_WHAT YOU HAVE TO DO_. Reproduce the text about Hagley Oval word for word, starting at "Once the go-ahead" and ending at "more permanent seating.".

_TEXT PROVIDED_.
____________

The Christchurch City Council – which nominally looks after the land, for the benefit of all citizens of the city – deferred the decision to the Environment Court. Whilst the decision was before the Court, the ICC announced the host venues for the 2015 World Cup. Christchurch was given not only the opening game, but the opening ceremony. However, this was contingent on Hagley Oval being built. So the ICC was prejudging both the Environment Court and the Christchurch City Council, presenting the Oval as a done deal.

Once the go-ahead was given, the cost of the development then became an issue. Budgeted to cost $20 million, Canterbury Cricket only had $500k. It was then revealed that they got $3 million from the Earthquake Recovery Trust, which was funded by donations from New Zealand and around the world in the immediate aftermath of the quakes to help people in need. Canterbury Cricket managed to stretch the meaning of “people in need” to cover building a sports ground. The decision of the Environment Court which gave approval to the project placed conditions on the Oval, which the Cricket World Cup then argued were too strict and tried to have relaxed. My guess is that after the World Cup, they will use the success of the venue during the tournament to argue to further relaxations of the restrictions placed on the development, including more permanent seating.

____________

_INFORMATION PROVIDED_.

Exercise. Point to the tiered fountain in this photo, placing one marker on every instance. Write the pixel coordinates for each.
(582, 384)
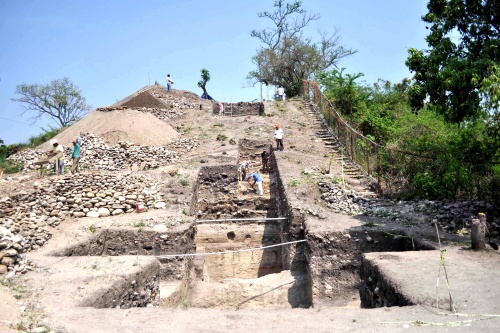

____________

_REPLY_.
Once the go-ahead was given, the cost of the development then became an issue. Budgeted to cost $20 million, Canterbury Cricket only had $500k. It was then revealed that they got $3 million from the Earthquake Recovery Trust, which was funded by donations from New Zealand and around the world in the immediate aftermath of the quakes to help people in need. Canterbury Cricket managed to stretch the meaning of “people in need” to cover building a sports ground. The decision of the Environment Court which gave approval to the project placed conditions on the Oval, which the Cricket World Cup then argued were too strict and tried to have relaxed. My guess is that after the World Cup, they will use the success of the venue during the tournament to argue to further relaxations of the restrictions placed on the development, including more permanent seating.